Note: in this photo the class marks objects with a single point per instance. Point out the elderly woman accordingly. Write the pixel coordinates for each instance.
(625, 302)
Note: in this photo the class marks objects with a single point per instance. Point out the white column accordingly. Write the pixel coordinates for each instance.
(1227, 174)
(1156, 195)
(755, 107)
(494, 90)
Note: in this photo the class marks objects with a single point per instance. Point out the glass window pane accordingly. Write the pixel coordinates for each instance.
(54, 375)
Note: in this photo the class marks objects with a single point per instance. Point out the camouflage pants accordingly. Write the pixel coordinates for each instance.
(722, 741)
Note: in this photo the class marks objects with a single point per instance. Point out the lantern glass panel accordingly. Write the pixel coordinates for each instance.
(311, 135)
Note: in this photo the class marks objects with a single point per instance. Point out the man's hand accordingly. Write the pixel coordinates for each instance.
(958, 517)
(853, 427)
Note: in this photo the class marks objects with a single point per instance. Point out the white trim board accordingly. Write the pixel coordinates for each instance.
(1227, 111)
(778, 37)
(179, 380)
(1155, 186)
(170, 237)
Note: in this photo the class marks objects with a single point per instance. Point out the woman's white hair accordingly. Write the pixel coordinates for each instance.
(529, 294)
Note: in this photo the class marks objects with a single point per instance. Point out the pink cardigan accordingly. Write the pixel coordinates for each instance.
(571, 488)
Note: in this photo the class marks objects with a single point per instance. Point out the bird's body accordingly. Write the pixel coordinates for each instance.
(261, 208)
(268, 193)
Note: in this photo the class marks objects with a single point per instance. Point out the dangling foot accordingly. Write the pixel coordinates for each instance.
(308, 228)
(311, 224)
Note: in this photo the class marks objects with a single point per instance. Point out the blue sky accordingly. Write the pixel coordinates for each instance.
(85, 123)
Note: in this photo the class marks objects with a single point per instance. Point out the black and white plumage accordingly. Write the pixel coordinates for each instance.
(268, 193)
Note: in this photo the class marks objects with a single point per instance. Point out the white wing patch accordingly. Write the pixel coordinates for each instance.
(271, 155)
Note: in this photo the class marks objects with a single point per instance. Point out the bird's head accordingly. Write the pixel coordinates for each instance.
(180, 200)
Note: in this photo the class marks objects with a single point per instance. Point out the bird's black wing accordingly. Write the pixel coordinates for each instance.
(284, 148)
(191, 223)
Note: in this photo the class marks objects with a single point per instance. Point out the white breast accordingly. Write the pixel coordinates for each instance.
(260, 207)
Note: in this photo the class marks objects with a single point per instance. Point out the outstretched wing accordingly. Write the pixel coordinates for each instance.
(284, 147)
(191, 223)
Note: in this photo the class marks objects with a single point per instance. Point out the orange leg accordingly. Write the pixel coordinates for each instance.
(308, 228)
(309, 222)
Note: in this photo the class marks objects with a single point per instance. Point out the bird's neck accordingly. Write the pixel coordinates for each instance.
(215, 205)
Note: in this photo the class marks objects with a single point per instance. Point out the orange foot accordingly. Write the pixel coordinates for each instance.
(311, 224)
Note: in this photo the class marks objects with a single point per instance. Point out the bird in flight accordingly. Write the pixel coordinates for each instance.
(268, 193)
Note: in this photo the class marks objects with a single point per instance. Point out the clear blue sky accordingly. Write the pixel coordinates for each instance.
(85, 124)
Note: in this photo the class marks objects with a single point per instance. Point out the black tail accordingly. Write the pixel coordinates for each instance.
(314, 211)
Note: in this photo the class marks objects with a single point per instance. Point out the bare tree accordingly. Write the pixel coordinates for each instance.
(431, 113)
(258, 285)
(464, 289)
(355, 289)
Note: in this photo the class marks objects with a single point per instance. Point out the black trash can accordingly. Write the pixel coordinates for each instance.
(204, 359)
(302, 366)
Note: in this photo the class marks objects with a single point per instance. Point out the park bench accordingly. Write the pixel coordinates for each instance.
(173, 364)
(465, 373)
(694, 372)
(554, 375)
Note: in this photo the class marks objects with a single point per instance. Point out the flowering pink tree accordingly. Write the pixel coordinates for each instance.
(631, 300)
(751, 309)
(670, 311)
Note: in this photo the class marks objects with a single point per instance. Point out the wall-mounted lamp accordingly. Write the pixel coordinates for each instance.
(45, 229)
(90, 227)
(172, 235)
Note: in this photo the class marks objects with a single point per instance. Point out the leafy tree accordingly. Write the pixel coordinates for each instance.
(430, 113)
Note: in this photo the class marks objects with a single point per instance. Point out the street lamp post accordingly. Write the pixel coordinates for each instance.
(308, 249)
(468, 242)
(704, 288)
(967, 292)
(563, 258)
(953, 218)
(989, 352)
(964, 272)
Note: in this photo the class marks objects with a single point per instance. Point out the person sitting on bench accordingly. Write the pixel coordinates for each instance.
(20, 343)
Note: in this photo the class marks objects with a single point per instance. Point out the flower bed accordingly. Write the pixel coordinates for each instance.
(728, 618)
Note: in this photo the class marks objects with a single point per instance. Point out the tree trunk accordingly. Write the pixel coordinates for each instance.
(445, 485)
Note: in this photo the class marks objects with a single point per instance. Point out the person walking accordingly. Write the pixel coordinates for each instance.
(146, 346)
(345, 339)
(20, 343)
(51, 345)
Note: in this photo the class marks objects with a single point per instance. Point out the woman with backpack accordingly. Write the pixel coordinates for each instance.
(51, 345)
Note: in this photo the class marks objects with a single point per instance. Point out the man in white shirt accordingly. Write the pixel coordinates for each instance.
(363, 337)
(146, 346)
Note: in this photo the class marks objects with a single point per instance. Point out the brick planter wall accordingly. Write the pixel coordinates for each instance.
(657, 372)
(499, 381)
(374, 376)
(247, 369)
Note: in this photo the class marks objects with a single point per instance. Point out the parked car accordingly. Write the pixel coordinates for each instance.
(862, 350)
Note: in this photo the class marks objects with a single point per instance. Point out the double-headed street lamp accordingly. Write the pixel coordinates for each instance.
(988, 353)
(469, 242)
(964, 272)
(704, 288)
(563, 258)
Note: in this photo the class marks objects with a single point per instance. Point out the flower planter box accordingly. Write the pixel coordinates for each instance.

________________

* _Work instructions_: Keep every word the same. Retype all the material.

* _Task solution_:
Note: in this photo the class marks objects with a single point per instance. Point out the elderly woman accordingly. Write the pixel coordinates for each instance.
(625, 302)
Note: in this photo the class marks objects with a single point per instance. Point out the white column accordingly. Write the pixel coordinates for each instance.
(1227, 174)
(1156, 195)
(755, 107)
(494, 90)
Note: in this photo the class marks objects with a single point per instance. Point out the glass window pane accordingly. Write the pixel coordinates for each instance.
(54, 375)
Note: in this photo the class marks objects with a single point per instance. Point out the camouflage pants accordingly. Write the pixel coordinates for each instance.
(722, 741)
Note: in this photo the class marks objects with a single point per instance. Point out the lantern glass panel accordingly. Write the pixel coordinates for each instance.
(311, 135)
Note: in this photo the class marks objects with a single point per instance. Point out the man's hand accordingly. Write the pixel coordinates for each instance.
(958, 517)
(853, 427)
Note: in this photo the class marks objects with a single point per instance. Point out the white trim board accordingly. Write the pixel coordinates for each instance.
(1227, 111)
(778, 37)
(179, 380)
(1155, 186)
(170, 237)
Note: in this photo the class marks objects with a single point per instance. Point out the woman's white hair accordingly. Write the pixel coordinates for each instance.
(529, 294)
Note: in this photo the class marks objects with a single point per instance. Point out the pink cardigan accordingly. Write the pixel coordinates for each instance.
(571, 488)
Note: in this photo the class marks objects with a single point per instance. Point out the bird's body accordingly. Write the pixel coordinates for each instance.
(261, 208)
(268, 193)
Note: in this photo the class marks objects with a single point per instance. Point out the dangling foot accordingly. Write the pixel coordinates for each instance.
(308, 228)
(311, 224)
Note: in this photo the class marks objects with a single point per instance. Point out the blue sky accordingly. Write the pixel coordinates for each instance.
(85, 123)
Note: in this photo the class marks objects with a single point per instance. Point out the black and white plumage accordingly. Write the pixel coordinates for each instance.
(268, 193)
Note: in this photo the class marks objects with a single point per instance. Point out the white wing patch accordingly. Write the pixel coordinates for each instance.
(271, 155)
Note: in this photo the class marks objects with a single point per instance. Point out the bird's head accordingly. Write the pixel coordinates for each instance.
(180, 200)
Note: in this photo the class marks objects with a single point per instance. Point out the bird's black wing accordingly. Write the pixel coordinates for each instance.
(284, 148)
(191, 223)
Note: in this photo the class marks objects with a single point per instance. Point out the white breast accordingly. Write the pixel coordinates for each instance.
(260, 207)
Note: in this photo the class marks objects with a single point per instance. Point out the outstretched wing accordingly. Write the pixel coordinates for each instance.
(284, 147)
(191, 223)
Note: in this photo the class marks objects with a single point per instance. Point out the orange leg accordingly. Write the pixel coordinates for each instance.
(308, 228)
(309, 222)
Note: in this photo the class marks objects with a single point per instance. Point out the bird's neck accordingly. Write the pixel coordinates for each instance.
(215, 205)
Note: in this photo the class marks objects with a single point per instance. Point out the orange foot accordingly. Write the pixel coordinates for each instance.
(311, 224)
Note: in this photo the class marks objects with a single point per instance. Point out the bird in flight accordingly. Write the pixel coordinates for each instance.
(268, 193)
Note: in this photo the class marks objects with a single point per instance. Point out the clear blue sky accordingly. Write the pixel coordinates for each instance.
(85, 124)
Note: in this photo the class marks objects with a single point per instance. Point out the black tail accordingly. Write the pixel coordinates for each instance.
(314, 211)
Note: in this photo the class marks objects with a single point per instance. Point out the bare tree accordingly. Write the pixel coordinates for each instance.
(431, 113)
(258, 285)
(464, 289)
(355, 289)
Note: in this photo the class marks objects with a single point per instance. Point out the black trash can accordingly. Write the pixel coordinates for each instance.
(204, 359)
(302, 366)
Note: in this photo the class marks objects with a single point per instance. Point out the park bench accordingly. Write the pixel coordinates for each instance.
(173, 364)
(465, 373)
(694, 372)
(554, 375)
Note: in this photo the class marks objects with a single point per instance. Point out the flowering pink tree accordingly. Write the pixel coordinates for each instance.
(631, 300)
(751, 309)
(670, 311)
Note: in this photo the class marks objects with a single point per instance. Point out the wall-mounted lamp accordingly. Write the pixel coordinates for each instance.
(45, 229)
(90, 227)
(172, 235)
Note: in this photo the class marks objects with a single point per instance. Point out the leafy tree accordingly. Write the pixel coordinates for each instance.
(430, 113)
Note: in this photo the class marks objects with a single point per instance. Point out the street lamp post accordingly. Write the pixel coordinates for each instance.
(308, 249)
(468, 242)
(704, 288)
(967, 292)
(563, 258)
(953, 218)
(989, 352)
(964, 272)
Note: in this photo the class marks objects with a single point per instance. Point out the person sitting on bench accordingly. Write the pixel coordinates for each instance.
(20, 343)
Note: in this photo the class marks objects with a single point per instance. Point out the flower bed accordingly. Write the pixel coordinates for each instance.
(728, 618)
Note: in this photo the class marks objects with a single point per instance. Point out the tree trunk accordingly. Write the pixel coordinates for each instance.
(445, 485)
Note: in this photo the class marks objects with a single point per instance. Point out the person walking accordingly. Write the pixel coordinates for each instance.
(146, 346)
(345, 339)
(20, 343)
(51, 345)
Note: in this photo the class marks objects with a single point per instance. Point out the woman with backpack accordingly. Write the pixel coordinates for each instance.
(51, 345)
Note: in this photo the class marks objects with a single point per instance. Point out the man in white shirt accordingly. Write the pixel coordinates for each instance.
(363, 337)
(146, 346)
Note: in this photo the class marks objects with a single point per instance. Point out the brick planter wall accordingly. Write the pixel coordinates for each instance.
(657, 372)
(499, 381)
(374, 376)
(247, 369)
Note: in this photo the class marks objects with a single point per instance. Point out the parked car accordingly. Write the pixel coordinates for each instance.
(862, 350)
Note: in this photo the class marks objects with a single point per instance. Point out the double-headed street lamp accordingly. Write the pixel coordinates for each instance.
(988, 353)
(469, 242)
(964, 272)
(704, 288)
(563, 258)
Note: in this photo the class marks objects with a single point per instance. Point out the flower planter box accordingly. Write the pixel coordinates for each instance.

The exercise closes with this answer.